---- RECORDED DATA

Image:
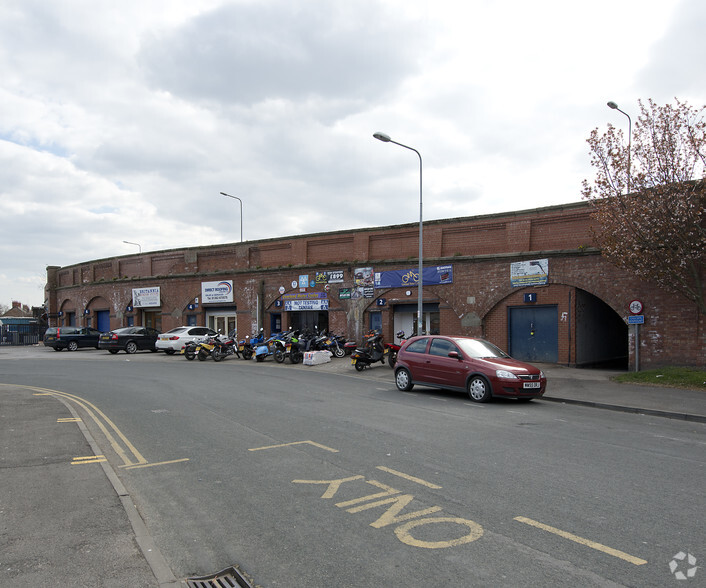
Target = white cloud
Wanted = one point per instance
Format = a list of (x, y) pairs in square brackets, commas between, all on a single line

--------
---- RECORDED DATA

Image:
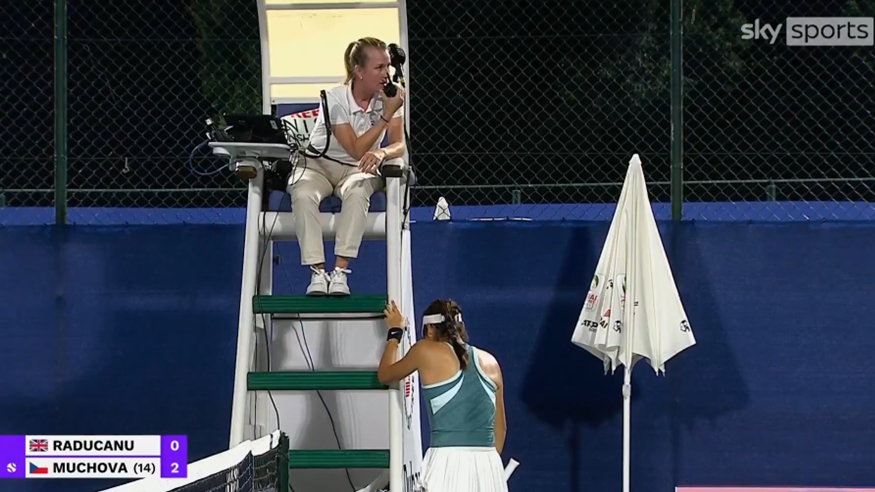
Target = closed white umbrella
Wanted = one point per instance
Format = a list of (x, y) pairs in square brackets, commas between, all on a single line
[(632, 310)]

--------
---- RECORDED DATA

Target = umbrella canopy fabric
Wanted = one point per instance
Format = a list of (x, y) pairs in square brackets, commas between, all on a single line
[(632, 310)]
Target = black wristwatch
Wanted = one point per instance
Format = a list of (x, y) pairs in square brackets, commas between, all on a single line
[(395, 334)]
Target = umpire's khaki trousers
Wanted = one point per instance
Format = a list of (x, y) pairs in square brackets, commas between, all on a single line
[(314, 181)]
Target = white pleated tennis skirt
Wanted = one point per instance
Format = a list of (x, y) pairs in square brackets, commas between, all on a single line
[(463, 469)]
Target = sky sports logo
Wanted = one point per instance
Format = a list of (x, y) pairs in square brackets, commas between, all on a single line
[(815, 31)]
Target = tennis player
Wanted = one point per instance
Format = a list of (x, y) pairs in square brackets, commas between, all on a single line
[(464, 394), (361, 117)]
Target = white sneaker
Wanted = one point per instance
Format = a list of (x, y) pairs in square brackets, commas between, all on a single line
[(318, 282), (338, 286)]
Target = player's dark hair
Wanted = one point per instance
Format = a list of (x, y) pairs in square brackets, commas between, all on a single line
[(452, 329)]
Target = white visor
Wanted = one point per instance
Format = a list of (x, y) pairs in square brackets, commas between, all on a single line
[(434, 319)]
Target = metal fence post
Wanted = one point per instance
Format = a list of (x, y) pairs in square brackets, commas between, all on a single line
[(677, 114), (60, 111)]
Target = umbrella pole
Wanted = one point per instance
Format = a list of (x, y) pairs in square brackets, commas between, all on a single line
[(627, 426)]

--------

EXERCISE AIM »
Please format the lines of the records from the one containing "Target = player's dark hair" through the one containing "[(627, 426)]" as a JSON list of strings, one string per line, with blank lines omitted.

IN RESPONSE »
[
  "Target = player's dark hair",
  "Wanted = one point per instance",
  "Format = a list of (x, y) pairs in square brackets, commas between, all on a single line",
  "[(452, 329)]",
  "Target = white visor",
  "Wanted = one point per instance",
  "Format = a list of (x, y) pairs in square brackets, commas between, all on a single line",
  "[(434, 319)]",
  "Target = metal fence post",
  "Wanted = one point per instance",
  "Format = a list of (x, y) pairs in square brackets, commas between, all on a single line",
  "[(677, 114), (60, 111)]",
  "Target = umbrella pole",
  "Wanted = one point per instance",
  "Format = a list of (x, y) pairs in square brackets, commas between, all on a single line",
  "[(627, 426)]"
]